— START Data supplied —
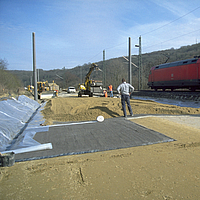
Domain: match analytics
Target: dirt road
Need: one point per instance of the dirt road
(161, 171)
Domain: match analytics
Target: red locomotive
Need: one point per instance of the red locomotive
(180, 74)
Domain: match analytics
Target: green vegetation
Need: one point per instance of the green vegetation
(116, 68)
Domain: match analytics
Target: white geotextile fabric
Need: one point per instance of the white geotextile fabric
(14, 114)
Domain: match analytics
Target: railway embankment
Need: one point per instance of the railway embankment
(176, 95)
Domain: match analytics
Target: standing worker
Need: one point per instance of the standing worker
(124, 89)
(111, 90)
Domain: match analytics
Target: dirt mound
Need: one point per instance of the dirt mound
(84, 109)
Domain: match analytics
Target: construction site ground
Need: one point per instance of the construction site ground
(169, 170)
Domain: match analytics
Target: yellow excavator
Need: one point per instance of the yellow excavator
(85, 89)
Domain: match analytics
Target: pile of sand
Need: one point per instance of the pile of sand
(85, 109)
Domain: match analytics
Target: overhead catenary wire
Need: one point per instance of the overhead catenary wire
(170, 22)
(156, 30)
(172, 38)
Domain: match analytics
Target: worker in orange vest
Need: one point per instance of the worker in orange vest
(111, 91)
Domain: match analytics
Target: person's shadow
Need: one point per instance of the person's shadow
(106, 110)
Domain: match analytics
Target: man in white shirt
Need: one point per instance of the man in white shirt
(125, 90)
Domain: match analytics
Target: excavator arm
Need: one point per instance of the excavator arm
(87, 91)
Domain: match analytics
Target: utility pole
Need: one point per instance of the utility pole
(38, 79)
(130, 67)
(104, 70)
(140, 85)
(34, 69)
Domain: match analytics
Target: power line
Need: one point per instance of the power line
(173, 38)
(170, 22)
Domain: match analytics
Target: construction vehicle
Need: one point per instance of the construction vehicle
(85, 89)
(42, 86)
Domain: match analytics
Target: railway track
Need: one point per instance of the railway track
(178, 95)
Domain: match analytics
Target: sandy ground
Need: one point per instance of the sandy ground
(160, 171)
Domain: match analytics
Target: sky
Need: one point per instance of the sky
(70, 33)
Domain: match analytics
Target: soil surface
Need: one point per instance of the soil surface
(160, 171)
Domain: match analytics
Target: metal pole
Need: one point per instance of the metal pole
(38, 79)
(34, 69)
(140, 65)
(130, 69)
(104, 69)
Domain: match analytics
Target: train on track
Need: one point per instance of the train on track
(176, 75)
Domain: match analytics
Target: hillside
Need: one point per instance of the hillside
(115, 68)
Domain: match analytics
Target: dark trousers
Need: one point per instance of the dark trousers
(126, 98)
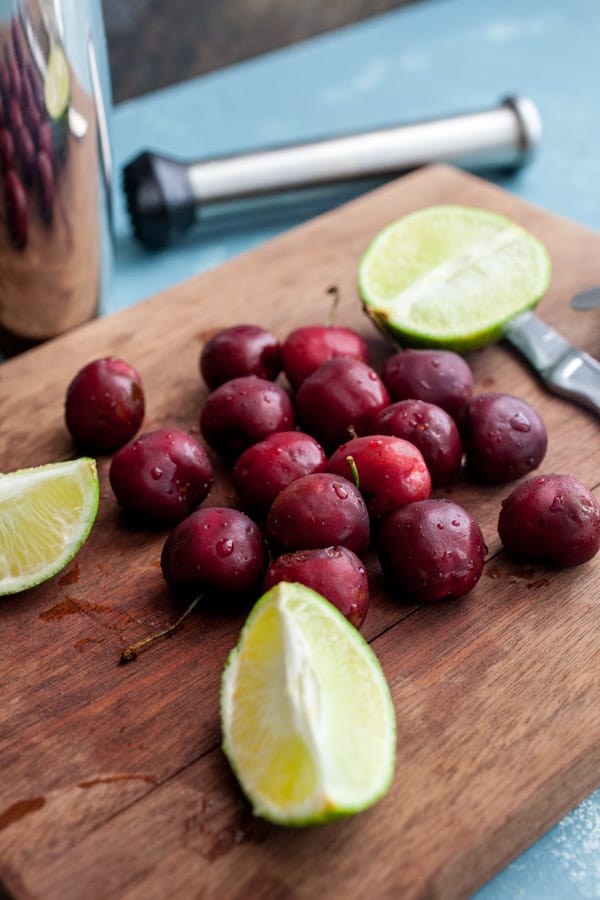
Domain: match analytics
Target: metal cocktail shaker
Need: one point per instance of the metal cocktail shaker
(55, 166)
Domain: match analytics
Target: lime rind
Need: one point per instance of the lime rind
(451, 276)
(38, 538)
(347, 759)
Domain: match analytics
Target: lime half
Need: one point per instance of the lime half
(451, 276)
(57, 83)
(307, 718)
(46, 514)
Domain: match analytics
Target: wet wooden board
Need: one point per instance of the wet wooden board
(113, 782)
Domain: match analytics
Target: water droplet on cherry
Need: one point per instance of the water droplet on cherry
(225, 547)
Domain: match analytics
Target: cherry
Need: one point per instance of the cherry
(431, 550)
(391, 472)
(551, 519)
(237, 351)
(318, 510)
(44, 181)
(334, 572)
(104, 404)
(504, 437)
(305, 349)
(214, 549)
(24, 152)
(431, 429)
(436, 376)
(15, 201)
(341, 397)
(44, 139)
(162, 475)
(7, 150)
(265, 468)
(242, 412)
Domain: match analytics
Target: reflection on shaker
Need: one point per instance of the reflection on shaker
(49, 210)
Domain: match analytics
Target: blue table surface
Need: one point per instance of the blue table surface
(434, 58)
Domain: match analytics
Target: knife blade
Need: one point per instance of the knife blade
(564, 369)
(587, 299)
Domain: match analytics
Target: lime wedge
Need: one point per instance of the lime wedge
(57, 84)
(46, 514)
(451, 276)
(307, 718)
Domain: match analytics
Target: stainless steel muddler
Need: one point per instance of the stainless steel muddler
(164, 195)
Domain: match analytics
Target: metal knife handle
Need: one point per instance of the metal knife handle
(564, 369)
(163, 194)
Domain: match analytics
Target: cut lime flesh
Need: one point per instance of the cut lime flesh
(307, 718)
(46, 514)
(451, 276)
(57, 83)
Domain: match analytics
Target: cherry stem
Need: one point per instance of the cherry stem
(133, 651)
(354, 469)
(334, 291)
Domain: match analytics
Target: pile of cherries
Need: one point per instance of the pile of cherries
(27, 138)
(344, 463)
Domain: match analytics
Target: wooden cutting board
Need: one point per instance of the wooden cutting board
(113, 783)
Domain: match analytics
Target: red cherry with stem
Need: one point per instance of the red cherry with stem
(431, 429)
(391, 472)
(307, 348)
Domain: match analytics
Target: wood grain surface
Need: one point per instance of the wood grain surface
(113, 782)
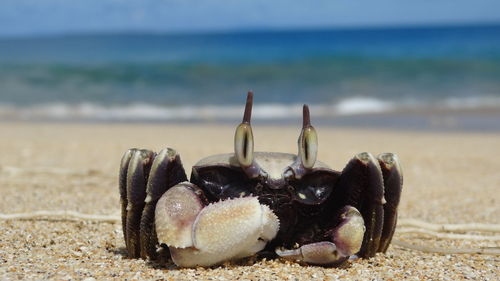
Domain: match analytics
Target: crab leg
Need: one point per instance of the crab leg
— END Data supplied —
_What you will do_
Repeat all the records above exactly, leaving out any pictures.

_The reply_
Domain: match analytics
Target: dirt road
Need: one point per instance of the dirt road
(161, 171)
Domain: match analytics
Target: red locomotive
Need: one point per instance of the red locomotive
(180, 74)
Domain: match analytics
Target: green vegetation
Need: one point per instance of the green vegetation
(116, 68)
Domain: match analytics
Target: white geotextile fabric
Need: one point per instance of the white geotextile fabric
(14, 114)
Domain: match analytics
Target: railway embankment
Need: one point per instance of the railway embankment
(176, 95)
Domain: match analytics
Target: standing worker
Need: one point per instance of the standing worker
(124, 89)
(111, 90)
Domain: match analytics
Target: dirt mound
Need: one point per instance of the dirt mound
(84, 109)
Domain: match analytics
Target: construction site ground
Need: one point per instance of the construction site ground
(169, 170)
Domain: match analytics
Target: yellow excavator
Need: one point per instance of the yellow excavator
(85, 89)
Domain: match analytics
Target: pile of sand
Need: one point per instance of the pile of sand
(85, 109)
Domain: match analytics
Target: overhead catenary wire
Need: one point per instance of the overhead catenary wire
(170, 22)
(156, 30)
(172, 38)
Domain: match analytics
Target: worker in orange vest
Need: one point per instance of the worker in orange vest
(111, 91)
Domain: match analytics
Target: person's shadow
Need: one point per instance of the person's shadow
(106, 110)
Domain: match analytics
Target: man in white shirt
Need: one point per instance of the man in white shirt
(125, 90)
Domain: match analytics
Target: excavator arm
Need: one point per instance of the excavator arm
(87, 91)
Domain: match analytics
Target: utility pole
Need: one point per instance of the utility pole
(38, 79)
(130, 67)
(104, 70)
(140, 85)
(34, 69)
Domain: match analytics
Target: power line
Need: one point per instance of the power line
(173, 38)
(170, 22)
Domain: match analytics
Target: construction vehicle
Need: one point per instance of the construction vehicle
(85, 89)
(42, 86)
Domain: match analytics
Target: railway track
Need: one point per instance of the railway track
(178, 95)
Domain: match analytics
Target: sandy ground
Need: one point per instance of the sandy ground
(160, 171)
Domain: match analytics
Target: sky
Need: one point per instance of the sky
(70, 33)
Domain: match analytics
Target: soil surface
Need: one point per instance of the soil surface
(160, 171)
Domain: match analytics
Target: metal pole
Need: one point per instance of the metal pole
(38, 79)
(34, 69)
(140, 65)
(130, 69)
(104, 69)
Domain: match analytics
Target: train on track
Need: one point per instance of the train on track
(176, 75)
Domain: match analytics
Target: hillside
Need: one point per instance of the hillside
(115, 68)
Domain: match analytics
Target: dark trousers
Need: one point per instance of the dark trousers
(126, 98)
Domain: match analytics
Target: metal cocktail shaker
Need: one point per instance of the metal cocktail shaker
(55, 166)
Domain: match analytics
Target: lime rind
Need: one point per instance of the lime rind
(451, 276)
(38, 538)
(347, 759)
Domain: match analytics
Target: lime half
Need: one point per instance of the lime half
(451, 276)
(57, 83)
(307, 718)
(46, 514)
Domain: match analytics
Target: wet wooden board
Need: one point per instance of the wet wooden board
(113, 782)
Domain: match analytics
Target: water droplet on cherry
Need: one point per instance of the water droplet on cherry
(225, 547)
Domain: match analytics
Target: cherry
Need: one point per instance of the cherry
(431, 550)
(391, 472)
(551, 519)
(237, 351)
(318, 510)
(44, 181)
(334, 572)
(104, 404)
(504, 437)
(305, 349)
(214, 549)
(24, 152)
(431, 429)
(436, 376)
(15, 201)
(341, 397)
(44, 139)
(162, 475)
(7, 150)
(265, 468)
(242, 412)
Domain: match analytics
Target: reflection on shaker
Need: one point per instance of the reflection on shaker
(49, 210)
Domain: match analytics
Target: blue table surface
Need: one point per instance of the blue table surface
(434, 58)
Domain: match analytics
Target: knife blade
Need: one point per instance of the knife blade
(564, 369)
(587, 299)
Domain: match analytics
Target: lime wedge
Need: one point per instance of the lime wedge
(57, 84)
(46, 514)
(451, 276)
(307, 718)
Domain: match analytics
Target: stainless steel muddler
Need: one point per instance of the stainless steel muddler
(164, 195)
Domain: match analytics
Target: metal knife handle
Need: one point per instance of the metal knife handle
(564, 369)
(163, 194)
Domain: match analytics
Target: cut lime flesh
Need: one point per instance of the cut lime flesh
(307, 718)
(46, 514)
(451, 276)
(57, 83)
Domain: match analytics
Target: cherry stem
Need: one point per instance of the cherry stem
(133, 651)
(354, 469)
(334, 291)
Domain: match analytics
Target: pile of cherries
Need: one point per instance of the pile of cherries
(27, 138)
(344, 463)
Domain: match analytics
Target: wooden cutting board
Need: one point per instance of the wooden cutting board
(113, 783)
Domain: match analytics
Target: red cherry with stem
Need: one point per instance of the red cherry with stem
(431, 429)
(391, 472)
(307, 348)
Domain: match analytics
Target: wood grain surface
Need: one point per instance of the wood grain surface
(113, 782)
Domain: match analytics
Target: crab leg
Need: one point per instance of the crab leg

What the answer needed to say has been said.